What to produce: Copy every line of the material below word for word.
○ ○ ○ ○
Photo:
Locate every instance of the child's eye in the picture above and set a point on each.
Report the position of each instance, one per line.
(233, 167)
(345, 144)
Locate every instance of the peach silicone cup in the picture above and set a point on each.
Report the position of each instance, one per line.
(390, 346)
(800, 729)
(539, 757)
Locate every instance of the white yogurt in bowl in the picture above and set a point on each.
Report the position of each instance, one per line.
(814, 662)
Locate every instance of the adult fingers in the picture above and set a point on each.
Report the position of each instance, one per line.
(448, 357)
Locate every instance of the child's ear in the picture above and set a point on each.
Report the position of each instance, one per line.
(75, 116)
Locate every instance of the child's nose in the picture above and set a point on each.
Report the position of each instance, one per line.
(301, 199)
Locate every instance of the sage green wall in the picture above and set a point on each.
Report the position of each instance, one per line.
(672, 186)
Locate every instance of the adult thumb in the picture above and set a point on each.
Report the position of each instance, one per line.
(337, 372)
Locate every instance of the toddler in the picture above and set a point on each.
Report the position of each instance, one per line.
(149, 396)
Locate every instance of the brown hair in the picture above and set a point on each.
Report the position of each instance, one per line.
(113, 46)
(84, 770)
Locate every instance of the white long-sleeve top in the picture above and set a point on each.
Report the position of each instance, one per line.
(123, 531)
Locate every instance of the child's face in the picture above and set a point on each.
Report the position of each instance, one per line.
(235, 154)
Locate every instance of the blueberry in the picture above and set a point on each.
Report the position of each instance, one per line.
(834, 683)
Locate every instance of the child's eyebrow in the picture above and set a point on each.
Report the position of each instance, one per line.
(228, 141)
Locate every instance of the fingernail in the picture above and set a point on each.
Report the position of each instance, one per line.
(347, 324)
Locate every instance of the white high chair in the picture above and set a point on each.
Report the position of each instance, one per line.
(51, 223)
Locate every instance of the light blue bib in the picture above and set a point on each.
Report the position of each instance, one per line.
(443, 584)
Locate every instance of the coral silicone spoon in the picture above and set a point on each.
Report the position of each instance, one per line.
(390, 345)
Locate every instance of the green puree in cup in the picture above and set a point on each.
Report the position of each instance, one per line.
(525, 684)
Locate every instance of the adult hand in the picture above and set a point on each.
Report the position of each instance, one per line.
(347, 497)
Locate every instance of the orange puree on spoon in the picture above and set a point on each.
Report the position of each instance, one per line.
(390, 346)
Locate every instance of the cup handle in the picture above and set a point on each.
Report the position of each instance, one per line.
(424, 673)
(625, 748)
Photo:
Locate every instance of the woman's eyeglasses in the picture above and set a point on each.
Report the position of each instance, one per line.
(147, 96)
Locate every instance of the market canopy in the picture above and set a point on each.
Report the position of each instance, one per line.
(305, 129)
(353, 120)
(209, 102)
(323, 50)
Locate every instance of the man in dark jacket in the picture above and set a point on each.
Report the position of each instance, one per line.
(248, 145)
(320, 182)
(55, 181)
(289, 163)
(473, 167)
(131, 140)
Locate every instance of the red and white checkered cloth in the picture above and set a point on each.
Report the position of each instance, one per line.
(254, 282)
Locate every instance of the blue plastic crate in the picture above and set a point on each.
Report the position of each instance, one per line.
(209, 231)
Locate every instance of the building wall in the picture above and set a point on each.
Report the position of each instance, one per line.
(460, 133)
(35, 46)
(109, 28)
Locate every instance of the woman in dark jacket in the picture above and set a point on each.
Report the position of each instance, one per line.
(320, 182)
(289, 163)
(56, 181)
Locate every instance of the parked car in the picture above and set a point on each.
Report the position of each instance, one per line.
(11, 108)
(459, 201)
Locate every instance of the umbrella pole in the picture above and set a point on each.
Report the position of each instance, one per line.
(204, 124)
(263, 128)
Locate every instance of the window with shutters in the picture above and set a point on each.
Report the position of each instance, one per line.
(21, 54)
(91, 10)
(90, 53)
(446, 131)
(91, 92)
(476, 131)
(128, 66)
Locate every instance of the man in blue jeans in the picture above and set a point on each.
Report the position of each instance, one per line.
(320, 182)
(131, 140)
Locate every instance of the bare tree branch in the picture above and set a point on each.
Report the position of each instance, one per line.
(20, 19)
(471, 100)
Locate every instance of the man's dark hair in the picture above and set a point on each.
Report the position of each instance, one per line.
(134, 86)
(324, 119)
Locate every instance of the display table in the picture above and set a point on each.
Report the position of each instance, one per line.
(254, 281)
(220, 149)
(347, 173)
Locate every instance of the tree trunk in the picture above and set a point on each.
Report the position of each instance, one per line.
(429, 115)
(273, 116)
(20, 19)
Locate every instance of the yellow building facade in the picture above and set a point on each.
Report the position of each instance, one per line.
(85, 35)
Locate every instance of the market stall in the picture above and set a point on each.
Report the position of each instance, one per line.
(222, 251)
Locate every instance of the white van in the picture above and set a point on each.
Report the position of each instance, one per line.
○ ○ ○ ○
Solution:
Photo:
Locate every instance of the child's eye in the picture above and set a point on each.
Report the position of each instance, one per line.
(233, 167)
(345, 144)
Locate every instance of the peach silicone cup in the picture above and set a point on each.
Report the position of each instance, one per line.
(390, 346)
(800, 729)
(539, 757)
Locate every instance of the white yogurt in bowl in the picture above and set a point on each.
Report the position of each instance, one per line.
(814, 662)
Locate every instance of the adult fingers in the picture above and set a point on each.
Report the position of each instance, one per line.
(448, 357)
Locate every instance of the child's ear in the picture above and set a point on each.
Report the position of each instance, one per line.
(75, 116)
Locate every instance of the child's nose in the picture above and set a point on each.
Report the position of each instance, one per line.
(301, 199)
Locate every instance of the sage green wall in the picture above and set a point on each.
Report the position of each instance, one per line.
(672, 186)
Locate every instance of the adult thumb in the picture above and set a point on each.
Report the position of each instance, one per line.
(337, 372)
Locate every instance of the toddler in the picture above and set a point on each.
Report the position of each instance, one per line.
(149, 396)
Locate every instance of the brown hair in the picture above and set a point on each.
Report the position of each instance, one per line.
(113, 46)
(84, 770)
Locate every instance of the white long-sleeve top in the picture above and set a point on each.
Report the position of each instance, one per line.
(123, 531)
Locate every instance of the child's face in the picture above and set a point on each.
Report the position of each instance, one per line.
(235, 154)
Locate every instance of the blueberry in the picture above and set a point on each.
Report the position of each instance, one per line.
(834, 683)
Locate every instance of the child's eyebrow in the picture above and set a point on each.
Report the position of each instance, one per line.
(228, 141)
Locate every instance of the fingernail in the picture above and set a point on each.
Report the position of each instance, one per line.
(347, 324)
Locate every instance of the white high chair in the picture above and set a point on each.
Report the position of each instance, one per line.
(51, 223)
Locate every instance of the light blue bib in the picture above and set a point on each.
Report the position of each instance, one per line.
(443, 584)
Locate every instance of the coral silicone spoon in the picture above and set a point on each.
Report the position of each instance, one per line.
(390, 345)
Locate every instance of the green puree in cup in the picture above and set a point on each.
Report the position of each instance, one per line.
(525, 684)
Locate every instance of the adult hand in the picture above and set a point on each.
Report the position of each instance, one per line.
(347, 497)
Locate every instance of the orange puree on spoon in the picture above and set a point on each.
Report the position of each instance, one per line.
(390, 346)
Locate every instance of the cup handle in the picture above and set a point on each.
Report the position of each instance, one per line.
(424, 673)
(625, 748)
Photo:
Locate every instance of the woman's eyeglasses in the picture above and set a point on each.
Report the position of each instance, one per line.
(147, 96)
Locate every instance of the market canopy in the picture above and set a point on each.
Report the position of each instance, one per line.
(305, 129)
(353, 120)
(209, 102)
(323, 50)
Locate every instance of the man in dark jacket in the picture above and set a point on each.
Report the position of each instance, one per line.
(248, 145)
(320, 182)
(55, 181)
(289, 163)
(473, 167)
(131, 140)
Locate every instance of the red and white checkered cloth in the picture above and set a point on each.
Report the position of each instance, one per line.
(254, 282)
Locate every instance of the blue plastic crate in the picture above and set a point on each.
Report the position of each instance, one per line.
(209, 231)
Locate every instance of the building wall in the picture above and set a point on each.
Report the position of each instance, one per line.
(460, 133)
(35, 46)
(109, 28)
Locate every instance of the woman in dark jacket in the picture above and set a point on each.
Report the position of each instance, one per line.
(320, 182)
(289, 163)
(56, 181)
Locate every instance of the parked car in the picture above and set a point on each.
Report the position of each instance, one per line.
(11, 108)
(459, 201)
Locate every instance of the umbrella pole in the picture above and set a point on each.
Report the position of each instance, one per line.
(204, 124)
(263, 128)
Locate every instance of the window with shutters in the picture above and set a point on each.
Report the position of each instance, one per line.
(21, 54)
(91, 10)
(90, 53)
(446, 131)
(91, 92)
(476, 131)
(128, 66)
Locate every instance of the man in blue jeans in the picture above and set a point on each.
Report the position of each instance, one per line.
(320, 182)
(131, 140)
Locate every instance of the bare tree branch in the picture above and set a point on each.
Report the position of each instance, one per line.
(20, 19)
(471, 100)
Locate every instance of the man's dark hair in the picture above and set a point on each.
Report the position of each instance, one per line.
(134, 86)
(324, 119)
Locate every instance of the display table in the picture above and set a point on each.
Report the position of each instance, one per line.
(254, 281)
(220, 149)
(347, 173)
Locate every instance of the tree trunk in the picture above and set a point on each.
Report the position of each instance, one per line.
(429, 115)
(273, 116)
(20, 19)
Locate every instance of the yellow building facade in the picture above and set a point on each.
Report the position of each instance, one per line.
(85, 35)
Locate every instance of the market stall in the picture above and set a point on each.
Report the position of each instance, one per line.
(222, 251)
Locate every instance of the white van in the picture above and set a point on each.
Report the position of each instance, one per line.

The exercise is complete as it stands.